WRITTEN EXERCISE:
Display every line of the listing below that contains the string "pole". Matching is case-sensitive.

EXERCISE MATERIAL:

(begin)

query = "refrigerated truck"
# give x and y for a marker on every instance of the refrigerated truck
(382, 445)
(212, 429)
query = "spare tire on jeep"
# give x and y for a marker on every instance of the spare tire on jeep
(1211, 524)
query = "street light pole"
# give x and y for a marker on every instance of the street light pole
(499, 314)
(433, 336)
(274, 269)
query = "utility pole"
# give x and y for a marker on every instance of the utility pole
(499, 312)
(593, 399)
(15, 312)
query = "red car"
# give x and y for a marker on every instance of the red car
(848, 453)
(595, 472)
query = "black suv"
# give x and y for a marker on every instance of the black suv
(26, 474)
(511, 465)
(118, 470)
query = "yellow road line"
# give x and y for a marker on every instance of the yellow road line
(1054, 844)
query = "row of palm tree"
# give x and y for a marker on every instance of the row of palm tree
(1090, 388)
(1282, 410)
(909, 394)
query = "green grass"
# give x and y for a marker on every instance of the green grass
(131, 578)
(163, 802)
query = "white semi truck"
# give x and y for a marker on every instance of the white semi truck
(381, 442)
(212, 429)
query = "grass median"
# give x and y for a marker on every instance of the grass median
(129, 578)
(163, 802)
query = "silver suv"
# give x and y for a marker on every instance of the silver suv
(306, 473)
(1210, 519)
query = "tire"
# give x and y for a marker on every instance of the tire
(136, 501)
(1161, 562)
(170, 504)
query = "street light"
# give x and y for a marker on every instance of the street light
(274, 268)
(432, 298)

(end)
(begin)

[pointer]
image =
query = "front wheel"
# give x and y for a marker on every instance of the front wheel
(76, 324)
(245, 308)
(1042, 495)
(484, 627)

(end)
(begin)

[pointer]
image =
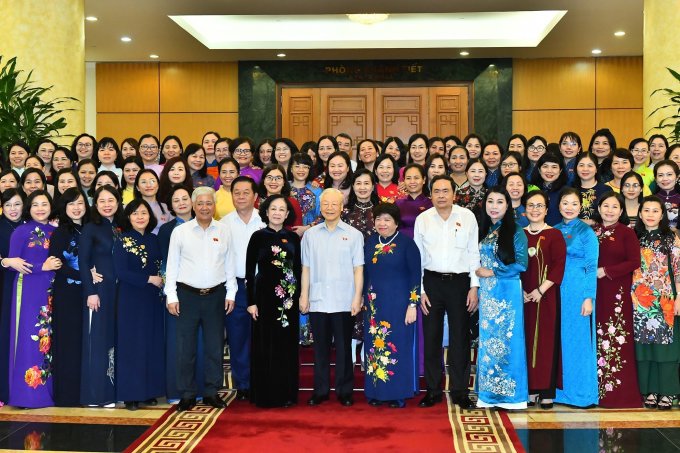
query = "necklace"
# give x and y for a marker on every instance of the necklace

(end)

ANSWER TO THIS EXERCISE:
query = "street light pole"
# give x and y for a marker on every instance of the street light pole
query = "utility pole"
# give x and y for a marker on every instance of the utility pole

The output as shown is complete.